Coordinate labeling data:
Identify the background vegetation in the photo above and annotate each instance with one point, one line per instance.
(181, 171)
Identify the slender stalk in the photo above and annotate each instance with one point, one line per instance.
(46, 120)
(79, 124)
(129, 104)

EXERCISE OBJECTIVE: Set down all of the data above, word for word.

EXPECTED ANSWER:
Identify the background vegetation in the photo above and annotate each instance with one point, one line per instance.
(181, 171)
Identify the slender stalk in the photo above and annotate each instance with one point, one line per instance.
(46, 120)
(79, 124)
(129, 104)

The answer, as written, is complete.